▶ **Collected data entries**

━━━━━━━━━━━━━━━━━━━━━━━━━━━━━━

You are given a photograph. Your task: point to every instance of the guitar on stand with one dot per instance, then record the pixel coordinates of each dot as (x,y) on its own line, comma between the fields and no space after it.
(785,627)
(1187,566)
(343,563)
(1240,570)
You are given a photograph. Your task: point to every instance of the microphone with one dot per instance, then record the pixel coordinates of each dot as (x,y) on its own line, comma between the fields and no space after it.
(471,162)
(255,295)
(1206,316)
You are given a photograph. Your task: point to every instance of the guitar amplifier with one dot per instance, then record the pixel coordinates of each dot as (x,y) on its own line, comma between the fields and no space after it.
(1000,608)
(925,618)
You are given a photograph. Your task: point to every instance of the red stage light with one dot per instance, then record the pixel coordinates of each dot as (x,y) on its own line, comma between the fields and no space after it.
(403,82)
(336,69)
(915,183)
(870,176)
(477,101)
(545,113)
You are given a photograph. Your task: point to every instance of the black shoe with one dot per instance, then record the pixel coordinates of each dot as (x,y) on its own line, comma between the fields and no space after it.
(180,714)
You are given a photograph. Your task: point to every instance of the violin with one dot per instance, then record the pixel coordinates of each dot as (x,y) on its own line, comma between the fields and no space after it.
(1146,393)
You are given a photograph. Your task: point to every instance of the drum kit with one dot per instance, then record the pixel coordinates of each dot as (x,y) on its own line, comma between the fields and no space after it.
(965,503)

━━━━━━━━━━━━━━━━━━━━━━━━━━━━━━

▶ **What you are asked to do**
Reproduce only the stretch of items from the line containing "the red stage" through the end of the items, keeping every line in place. Multiply each coordinate value by 1.4 and round it to a whole number, with halves rounded up.

▶ **Finished task**
You are given a photograph. Your task: point to every instance of the red stage light with one dot per instance, then record the pixel coordinates of each dot as (x,y) on its own line, comma between the fields and no space after it.
(564,115)
(470,97)
(1281,256)
(1218,246)
(668,141)
(763,158)
You are given a photograph. Your task: point to every instance of the black shoe with one dot per instance, then record the pixel coordinates of each dot as (x,y) on its own line, comma between the fields and no space after it.
(252,1000)
You are given a photograph. Your task: point to every instance of the violin with one dot per instance, then record the pixel coordinates of each dot as (x,y) on its own line, comma between the fields and no space after it.
(1604,550)
You are given a photograph. Your task: point to every instance of the drum kit with one dot per instance, then record the pixel coordinates of each dot as (x,y) on its own line, comma between the fields and no space after it.
(1351,704)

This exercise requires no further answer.